Exercises:
**A.** Translate this sentence from the article about Ke’Lin Dillard into Spanish: "Ke’Lin Dillard never got to hold her newborn baby."
**B.** According to the article about Ke’Lin Dillard, on what date did she hold the drive-by baby shower?
**C.** Repeat the section of the article about Ke’Lin Dillard that begins at the words "- By Julia Carmel" and stops after the words "for the coronaviru­s.".

Provided text:
East Bay Times

Ke’Lin Dillard, caregiver and dedicated mother, dies at 29

- By Julia Carmel

Ke’Lin Dillard never got to hold her newborn baby.

Her daughter Morgan was due in August, and Dillard held a socially distant drive-by baby shower July 18 for friends and family. But she started feeling ill after the shower, and two days later she was admitted to a hospital, where she tested positive for the coronaviru­s.

By July 29, her oxygen levels had begun to plummet, and she underwent an emergency cesarean section. Morgan did not test positive for the virus, but doctors placed her in intensive care to monitor her condition and protect her from possible infection. Family members had to choose whether they would take care of Morgan or Dillard, to avoid passing the infection from mother to child.

“It just kept getting worse,” her mother, Karen Denman, said of Dillard’s condition. “They were telling me to come talk to her, and I said in my heart that she heard me, but she just couldn’t reply.”

Dillard died of the coronaviru­s Aug. 17 in Baton Rouge, Louisiana. She was 29.

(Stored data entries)

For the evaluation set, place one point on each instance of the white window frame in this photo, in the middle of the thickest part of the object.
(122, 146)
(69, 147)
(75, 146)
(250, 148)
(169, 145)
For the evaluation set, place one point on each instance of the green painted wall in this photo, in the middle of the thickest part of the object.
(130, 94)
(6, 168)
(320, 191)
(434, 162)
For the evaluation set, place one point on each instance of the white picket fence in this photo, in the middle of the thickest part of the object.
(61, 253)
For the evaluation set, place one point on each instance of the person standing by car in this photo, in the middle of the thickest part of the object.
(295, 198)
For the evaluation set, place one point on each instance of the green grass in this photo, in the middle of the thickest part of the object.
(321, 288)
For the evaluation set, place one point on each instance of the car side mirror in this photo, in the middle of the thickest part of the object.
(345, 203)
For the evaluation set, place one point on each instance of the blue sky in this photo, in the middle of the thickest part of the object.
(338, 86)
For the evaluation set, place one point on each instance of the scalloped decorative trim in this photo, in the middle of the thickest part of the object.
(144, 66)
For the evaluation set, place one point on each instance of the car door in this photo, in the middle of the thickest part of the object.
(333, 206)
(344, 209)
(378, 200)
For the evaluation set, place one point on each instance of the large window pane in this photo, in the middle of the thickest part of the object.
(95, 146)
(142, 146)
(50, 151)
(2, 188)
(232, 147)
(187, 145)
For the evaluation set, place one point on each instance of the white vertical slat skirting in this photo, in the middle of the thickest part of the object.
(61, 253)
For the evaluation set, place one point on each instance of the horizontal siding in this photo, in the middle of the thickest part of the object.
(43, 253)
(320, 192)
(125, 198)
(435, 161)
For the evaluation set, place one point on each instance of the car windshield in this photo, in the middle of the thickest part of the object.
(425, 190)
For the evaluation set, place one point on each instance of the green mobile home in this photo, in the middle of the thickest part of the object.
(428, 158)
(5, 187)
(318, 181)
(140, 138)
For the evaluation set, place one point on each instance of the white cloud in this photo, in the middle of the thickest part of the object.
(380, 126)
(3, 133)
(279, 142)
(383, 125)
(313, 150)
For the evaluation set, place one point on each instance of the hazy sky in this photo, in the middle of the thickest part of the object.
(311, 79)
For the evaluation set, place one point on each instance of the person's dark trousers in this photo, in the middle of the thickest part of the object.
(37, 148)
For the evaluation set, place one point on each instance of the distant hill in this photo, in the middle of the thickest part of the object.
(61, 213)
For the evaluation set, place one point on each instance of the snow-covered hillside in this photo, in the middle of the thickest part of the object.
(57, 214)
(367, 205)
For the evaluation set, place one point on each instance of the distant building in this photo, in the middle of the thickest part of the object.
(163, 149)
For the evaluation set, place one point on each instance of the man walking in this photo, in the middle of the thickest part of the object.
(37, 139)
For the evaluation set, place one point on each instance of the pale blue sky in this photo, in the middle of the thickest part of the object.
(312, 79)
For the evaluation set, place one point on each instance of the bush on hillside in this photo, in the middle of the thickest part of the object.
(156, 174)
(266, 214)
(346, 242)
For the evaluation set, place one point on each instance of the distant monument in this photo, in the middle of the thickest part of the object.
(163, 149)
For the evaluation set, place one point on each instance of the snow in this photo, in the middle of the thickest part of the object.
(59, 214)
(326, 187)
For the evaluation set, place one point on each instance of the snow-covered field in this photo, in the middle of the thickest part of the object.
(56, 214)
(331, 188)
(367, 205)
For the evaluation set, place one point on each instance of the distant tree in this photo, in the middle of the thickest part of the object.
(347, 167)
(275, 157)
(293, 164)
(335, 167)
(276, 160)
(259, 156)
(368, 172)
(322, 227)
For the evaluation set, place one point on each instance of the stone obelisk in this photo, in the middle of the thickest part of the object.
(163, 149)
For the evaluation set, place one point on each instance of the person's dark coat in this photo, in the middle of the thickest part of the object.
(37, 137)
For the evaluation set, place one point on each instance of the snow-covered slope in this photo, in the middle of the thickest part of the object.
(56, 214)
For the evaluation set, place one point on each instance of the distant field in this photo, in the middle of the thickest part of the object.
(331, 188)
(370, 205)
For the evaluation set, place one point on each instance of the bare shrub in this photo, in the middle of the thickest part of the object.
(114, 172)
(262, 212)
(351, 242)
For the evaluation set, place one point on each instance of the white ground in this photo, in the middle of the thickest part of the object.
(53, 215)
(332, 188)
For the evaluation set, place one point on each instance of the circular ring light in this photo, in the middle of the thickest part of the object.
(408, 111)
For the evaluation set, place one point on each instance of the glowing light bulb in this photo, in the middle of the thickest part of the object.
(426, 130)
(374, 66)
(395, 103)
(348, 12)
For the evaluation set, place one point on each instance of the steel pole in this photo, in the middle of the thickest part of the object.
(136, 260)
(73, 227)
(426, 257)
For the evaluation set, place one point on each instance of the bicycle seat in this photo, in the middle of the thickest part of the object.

Expected results:
**A.** Ke’Lin Dillard nunca llegó a cargar a su bebé recién nacida.

**B.** July 18.

**C.**
- By Julia Carmel

Ke’Lin Dillard never got to hold her newborn baby.

Her daughter Morgan was due in August, and Dillard held a socially distant drive-by baby shower July 18 for friends and family. But she started feeling ill after the shower, and two days later she was admitted to a hospital, where she tested positive for the coronaviru­s.